TASK INPUT:
>> Begin

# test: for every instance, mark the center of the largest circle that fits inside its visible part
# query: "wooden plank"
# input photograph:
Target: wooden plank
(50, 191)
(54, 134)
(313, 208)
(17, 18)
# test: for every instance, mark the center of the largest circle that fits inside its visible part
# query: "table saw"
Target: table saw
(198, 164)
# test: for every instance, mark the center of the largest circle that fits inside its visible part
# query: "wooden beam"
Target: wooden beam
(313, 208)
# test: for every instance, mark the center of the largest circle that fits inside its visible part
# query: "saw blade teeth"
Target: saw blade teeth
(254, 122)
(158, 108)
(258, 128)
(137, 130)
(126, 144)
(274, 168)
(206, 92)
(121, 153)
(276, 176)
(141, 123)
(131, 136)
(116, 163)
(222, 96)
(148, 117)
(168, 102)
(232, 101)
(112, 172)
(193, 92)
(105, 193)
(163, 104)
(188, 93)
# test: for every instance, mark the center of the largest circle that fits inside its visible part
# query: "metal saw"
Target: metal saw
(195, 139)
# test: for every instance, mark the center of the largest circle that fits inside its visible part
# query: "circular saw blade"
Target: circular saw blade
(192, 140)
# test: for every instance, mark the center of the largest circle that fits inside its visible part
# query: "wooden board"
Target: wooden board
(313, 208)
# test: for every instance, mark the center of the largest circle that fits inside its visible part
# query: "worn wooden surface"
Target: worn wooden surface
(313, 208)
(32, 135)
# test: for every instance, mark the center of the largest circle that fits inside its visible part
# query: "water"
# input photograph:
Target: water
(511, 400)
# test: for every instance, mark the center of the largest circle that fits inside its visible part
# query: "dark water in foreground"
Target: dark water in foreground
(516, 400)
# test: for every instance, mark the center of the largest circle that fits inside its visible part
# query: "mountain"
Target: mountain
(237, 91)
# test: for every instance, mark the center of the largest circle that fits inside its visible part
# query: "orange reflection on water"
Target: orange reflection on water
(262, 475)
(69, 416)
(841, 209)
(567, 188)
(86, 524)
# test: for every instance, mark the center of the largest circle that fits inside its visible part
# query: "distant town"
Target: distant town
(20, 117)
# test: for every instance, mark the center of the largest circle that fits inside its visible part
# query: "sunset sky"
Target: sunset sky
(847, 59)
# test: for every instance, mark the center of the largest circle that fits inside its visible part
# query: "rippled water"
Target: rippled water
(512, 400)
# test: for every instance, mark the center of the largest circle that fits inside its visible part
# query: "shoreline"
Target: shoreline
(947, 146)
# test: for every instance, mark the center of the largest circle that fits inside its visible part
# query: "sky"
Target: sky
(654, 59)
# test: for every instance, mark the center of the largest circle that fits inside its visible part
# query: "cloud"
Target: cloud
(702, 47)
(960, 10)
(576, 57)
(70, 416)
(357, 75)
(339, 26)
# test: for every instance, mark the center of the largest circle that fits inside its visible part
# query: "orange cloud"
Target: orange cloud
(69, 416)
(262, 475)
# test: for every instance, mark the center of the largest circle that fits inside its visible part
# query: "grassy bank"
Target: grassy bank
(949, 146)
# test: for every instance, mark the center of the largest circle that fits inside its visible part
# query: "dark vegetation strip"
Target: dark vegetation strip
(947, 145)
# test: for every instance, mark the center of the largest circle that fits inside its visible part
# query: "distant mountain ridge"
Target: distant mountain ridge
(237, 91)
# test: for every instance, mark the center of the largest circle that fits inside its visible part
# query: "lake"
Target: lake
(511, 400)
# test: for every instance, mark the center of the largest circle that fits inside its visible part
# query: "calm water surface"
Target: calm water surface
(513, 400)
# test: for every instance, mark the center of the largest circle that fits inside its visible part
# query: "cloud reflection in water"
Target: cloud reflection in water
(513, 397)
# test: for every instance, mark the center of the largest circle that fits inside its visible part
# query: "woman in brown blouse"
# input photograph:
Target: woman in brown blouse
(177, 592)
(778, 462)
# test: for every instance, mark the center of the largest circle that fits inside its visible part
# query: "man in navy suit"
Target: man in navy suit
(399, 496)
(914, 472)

>> End
>> Begin

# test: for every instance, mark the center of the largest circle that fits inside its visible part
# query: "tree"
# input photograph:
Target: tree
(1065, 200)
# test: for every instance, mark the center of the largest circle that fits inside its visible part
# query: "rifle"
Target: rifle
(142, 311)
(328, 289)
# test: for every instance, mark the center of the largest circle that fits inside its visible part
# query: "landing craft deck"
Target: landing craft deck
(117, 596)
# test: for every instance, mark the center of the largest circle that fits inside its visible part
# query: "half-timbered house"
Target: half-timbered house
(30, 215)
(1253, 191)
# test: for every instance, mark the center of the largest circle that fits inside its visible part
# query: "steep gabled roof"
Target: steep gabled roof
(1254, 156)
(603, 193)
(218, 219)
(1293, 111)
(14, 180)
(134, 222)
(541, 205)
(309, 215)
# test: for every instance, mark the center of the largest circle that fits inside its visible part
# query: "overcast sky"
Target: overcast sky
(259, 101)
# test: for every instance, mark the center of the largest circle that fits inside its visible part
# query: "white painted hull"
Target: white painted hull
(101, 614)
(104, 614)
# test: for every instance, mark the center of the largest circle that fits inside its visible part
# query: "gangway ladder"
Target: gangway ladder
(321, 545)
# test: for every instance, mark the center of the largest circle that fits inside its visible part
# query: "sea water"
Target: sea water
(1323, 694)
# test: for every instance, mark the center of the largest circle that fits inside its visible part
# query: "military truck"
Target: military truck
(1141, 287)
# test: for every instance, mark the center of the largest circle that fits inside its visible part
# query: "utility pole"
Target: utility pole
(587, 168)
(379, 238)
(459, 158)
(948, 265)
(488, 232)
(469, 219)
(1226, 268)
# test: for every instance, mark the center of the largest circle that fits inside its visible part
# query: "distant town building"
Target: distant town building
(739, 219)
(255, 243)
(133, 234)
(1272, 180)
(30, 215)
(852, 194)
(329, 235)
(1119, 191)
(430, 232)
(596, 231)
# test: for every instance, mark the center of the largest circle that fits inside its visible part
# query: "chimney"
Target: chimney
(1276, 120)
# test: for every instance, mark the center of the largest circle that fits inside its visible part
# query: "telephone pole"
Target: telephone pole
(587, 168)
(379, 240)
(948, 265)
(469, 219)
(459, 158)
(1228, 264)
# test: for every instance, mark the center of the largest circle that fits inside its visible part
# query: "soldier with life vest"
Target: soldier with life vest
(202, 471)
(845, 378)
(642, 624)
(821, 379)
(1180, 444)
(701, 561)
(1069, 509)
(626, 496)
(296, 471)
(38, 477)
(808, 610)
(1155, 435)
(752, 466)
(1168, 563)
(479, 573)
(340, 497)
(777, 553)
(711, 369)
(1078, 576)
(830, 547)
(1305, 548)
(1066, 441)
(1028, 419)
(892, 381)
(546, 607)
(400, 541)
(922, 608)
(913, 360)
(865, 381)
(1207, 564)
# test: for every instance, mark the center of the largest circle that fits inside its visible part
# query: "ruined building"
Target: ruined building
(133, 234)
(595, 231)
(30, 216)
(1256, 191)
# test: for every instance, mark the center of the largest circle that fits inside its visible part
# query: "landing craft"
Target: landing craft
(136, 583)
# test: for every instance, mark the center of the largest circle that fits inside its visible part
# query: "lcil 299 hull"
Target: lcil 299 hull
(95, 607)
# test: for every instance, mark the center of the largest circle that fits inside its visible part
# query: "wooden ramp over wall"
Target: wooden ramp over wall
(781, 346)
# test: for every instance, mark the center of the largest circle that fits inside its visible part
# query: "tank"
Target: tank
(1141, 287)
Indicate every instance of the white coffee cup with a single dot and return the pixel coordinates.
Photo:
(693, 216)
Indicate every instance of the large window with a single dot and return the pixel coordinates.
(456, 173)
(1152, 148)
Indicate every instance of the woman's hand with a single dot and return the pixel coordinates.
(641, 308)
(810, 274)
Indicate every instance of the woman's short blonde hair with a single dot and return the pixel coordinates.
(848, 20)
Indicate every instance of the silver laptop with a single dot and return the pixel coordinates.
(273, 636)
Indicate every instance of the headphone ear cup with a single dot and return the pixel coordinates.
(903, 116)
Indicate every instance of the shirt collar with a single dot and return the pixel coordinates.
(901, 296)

>> End
>> Begin

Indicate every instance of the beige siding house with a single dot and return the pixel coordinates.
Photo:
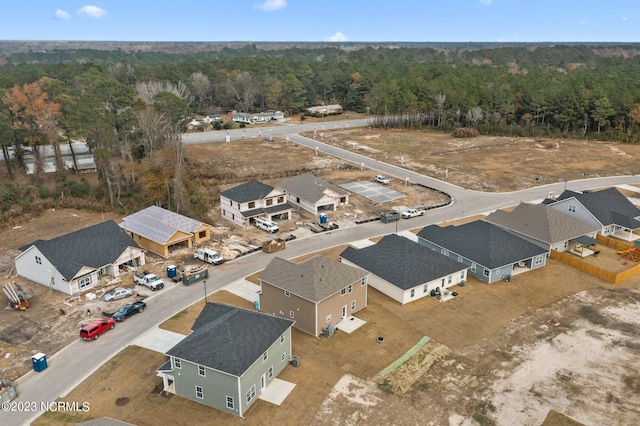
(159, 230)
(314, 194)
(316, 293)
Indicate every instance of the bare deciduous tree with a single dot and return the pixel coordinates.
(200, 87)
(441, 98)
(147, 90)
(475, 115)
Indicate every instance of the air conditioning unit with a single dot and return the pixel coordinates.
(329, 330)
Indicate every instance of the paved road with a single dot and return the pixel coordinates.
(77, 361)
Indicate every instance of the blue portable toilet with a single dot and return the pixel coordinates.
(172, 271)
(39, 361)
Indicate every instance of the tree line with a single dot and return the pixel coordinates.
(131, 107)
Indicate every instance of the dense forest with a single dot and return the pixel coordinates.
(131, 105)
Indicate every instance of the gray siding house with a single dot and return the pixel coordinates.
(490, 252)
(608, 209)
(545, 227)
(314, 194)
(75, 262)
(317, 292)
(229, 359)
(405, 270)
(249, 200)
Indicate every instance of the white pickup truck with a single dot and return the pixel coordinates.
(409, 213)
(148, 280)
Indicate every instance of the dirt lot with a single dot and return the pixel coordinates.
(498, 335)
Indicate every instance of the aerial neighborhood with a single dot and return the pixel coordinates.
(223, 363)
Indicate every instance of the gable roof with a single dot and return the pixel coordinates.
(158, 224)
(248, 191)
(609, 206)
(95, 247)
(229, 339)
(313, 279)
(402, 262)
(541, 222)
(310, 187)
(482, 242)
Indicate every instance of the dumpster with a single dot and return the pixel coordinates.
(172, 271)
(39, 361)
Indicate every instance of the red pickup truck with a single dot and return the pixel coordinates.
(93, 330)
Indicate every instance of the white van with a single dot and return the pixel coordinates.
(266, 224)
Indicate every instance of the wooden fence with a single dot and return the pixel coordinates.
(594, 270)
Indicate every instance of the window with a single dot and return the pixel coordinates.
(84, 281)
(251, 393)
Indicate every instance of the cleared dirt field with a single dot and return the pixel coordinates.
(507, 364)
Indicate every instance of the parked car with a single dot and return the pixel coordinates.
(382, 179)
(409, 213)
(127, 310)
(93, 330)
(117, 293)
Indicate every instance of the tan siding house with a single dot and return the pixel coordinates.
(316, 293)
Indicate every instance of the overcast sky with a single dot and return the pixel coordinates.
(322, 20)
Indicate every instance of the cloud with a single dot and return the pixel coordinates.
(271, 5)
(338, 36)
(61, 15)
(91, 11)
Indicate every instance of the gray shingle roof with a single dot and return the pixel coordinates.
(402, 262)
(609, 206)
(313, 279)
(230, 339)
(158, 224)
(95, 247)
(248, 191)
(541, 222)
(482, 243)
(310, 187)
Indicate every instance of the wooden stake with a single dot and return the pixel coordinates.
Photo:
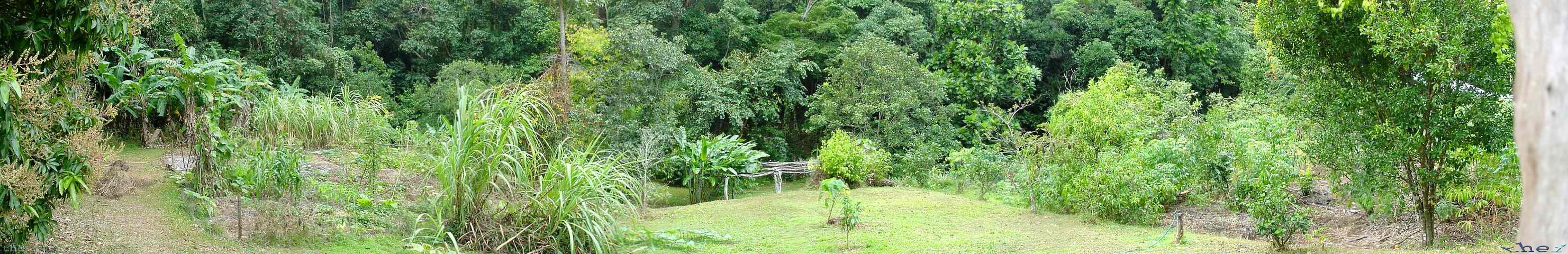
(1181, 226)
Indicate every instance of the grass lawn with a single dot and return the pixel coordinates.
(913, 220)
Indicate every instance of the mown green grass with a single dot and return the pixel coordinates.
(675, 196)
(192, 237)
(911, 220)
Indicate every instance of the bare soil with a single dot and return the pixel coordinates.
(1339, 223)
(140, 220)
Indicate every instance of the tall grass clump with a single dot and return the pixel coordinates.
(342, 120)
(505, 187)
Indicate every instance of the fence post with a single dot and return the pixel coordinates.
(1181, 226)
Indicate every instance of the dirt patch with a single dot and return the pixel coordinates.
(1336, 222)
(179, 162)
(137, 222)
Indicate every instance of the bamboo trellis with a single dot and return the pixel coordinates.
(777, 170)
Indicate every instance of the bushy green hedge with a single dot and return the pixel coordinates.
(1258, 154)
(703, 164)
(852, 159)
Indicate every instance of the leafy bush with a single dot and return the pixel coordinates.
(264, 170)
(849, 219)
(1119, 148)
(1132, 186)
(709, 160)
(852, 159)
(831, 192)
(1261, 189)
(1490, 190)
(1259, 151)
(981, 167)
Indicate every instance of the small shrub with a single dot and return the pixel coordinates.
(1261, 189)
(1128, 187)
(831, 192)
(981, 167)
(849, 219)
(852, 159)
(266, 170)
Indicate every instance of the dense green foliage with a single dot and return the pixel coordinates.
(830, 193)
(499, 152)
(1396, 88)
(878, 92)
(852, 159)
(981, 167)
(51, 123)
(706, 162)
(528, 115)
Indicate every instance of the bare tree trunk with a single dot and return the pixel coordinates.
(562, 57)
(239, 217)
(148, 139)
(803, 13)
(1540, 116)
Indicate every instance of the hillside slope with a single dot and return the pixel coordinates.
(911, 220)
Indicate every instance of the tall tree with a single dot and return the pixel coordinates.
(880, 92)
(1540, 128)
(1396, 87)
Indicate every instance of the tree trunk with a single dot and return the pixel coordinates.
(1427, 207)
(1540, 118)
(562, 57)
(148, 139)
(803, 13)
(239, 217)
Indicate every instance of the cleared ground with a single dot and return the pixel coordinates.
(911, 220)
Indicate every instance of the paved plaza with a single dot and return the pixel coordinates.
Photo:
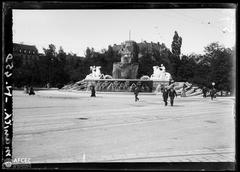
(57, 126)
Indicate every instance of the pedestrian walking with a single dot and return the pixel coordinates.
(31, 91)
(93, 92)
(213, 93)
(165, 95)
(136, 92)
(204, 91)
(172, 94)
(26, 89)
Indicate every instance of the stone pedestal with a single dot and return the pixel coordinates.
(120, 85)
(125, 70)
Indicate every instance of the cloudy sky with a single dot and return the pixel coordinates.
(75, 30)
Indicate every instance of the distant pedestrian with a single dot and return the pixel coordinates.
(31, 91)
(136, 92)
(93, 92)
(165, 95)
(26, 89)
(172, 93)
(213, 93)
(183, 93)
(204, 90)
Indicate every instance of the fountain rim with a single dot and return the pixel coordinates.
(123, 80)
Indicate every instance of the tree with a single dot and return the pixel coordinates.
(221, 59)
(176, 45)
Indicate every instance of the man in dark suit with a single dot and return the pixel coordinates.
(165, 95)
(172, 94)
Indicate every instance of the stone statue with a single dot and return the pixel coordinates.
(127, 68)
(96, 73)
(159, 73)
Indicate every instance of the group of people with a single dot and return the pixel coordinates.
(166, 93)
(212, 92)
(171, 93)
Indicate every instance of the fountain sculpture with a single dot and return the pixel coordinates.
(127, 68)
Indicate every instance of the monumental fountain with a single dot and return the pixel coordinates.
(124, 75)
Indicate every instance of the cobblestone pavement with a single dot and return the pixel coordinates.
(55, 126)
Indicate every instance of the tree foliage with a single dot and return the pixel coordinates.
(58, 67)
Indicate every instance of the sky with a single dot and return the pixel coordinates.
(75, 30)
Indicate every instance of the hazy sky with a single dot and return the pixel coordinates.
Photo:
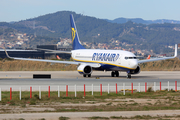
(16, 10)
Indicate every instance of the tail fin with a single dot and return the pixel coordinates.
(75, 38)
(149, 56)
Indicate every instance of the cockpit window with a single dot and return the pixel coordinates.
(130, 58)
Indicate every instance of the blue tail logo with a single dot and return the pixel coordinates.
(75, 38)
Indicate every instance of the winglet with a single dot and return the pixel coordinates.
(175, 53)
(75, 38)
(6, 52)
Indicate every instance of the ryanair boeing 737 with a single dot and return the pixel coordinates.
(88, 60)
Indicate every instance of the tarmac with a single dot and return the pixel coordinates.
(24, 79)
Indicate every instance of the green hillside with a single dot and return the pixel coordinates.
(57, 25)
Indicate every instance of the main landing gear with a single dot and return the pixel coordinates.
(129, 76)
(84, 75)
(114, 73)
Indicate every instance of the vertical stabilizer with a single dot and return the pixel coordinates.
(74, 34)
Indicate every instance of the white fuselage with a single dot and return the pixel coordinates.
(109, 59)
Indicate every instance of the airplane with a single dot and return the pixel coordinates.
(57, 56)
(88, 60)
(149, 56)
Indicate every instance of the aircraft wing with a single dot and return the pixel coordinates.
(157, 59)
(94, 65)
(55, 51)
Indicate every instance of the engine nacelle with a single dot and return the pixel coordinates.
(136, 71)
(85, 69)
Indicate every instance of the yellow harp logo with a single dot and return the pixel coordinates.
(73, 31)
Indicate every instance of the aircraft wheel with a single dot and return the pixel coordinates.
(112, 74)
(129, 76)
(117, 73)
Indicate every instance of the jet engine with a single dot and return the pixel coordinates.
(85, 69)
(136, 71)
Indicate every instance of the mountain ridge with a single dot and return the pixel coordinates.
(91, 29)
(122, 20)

>> End

WHAT IS REQUIRED: Locate each line above that contains the string "rippled" and copy those lines. Case counts, so only exact-case matches qualify.

SOLUTION FOR THIS EXERCISE:
# query: "rippled water"
Target: rippled water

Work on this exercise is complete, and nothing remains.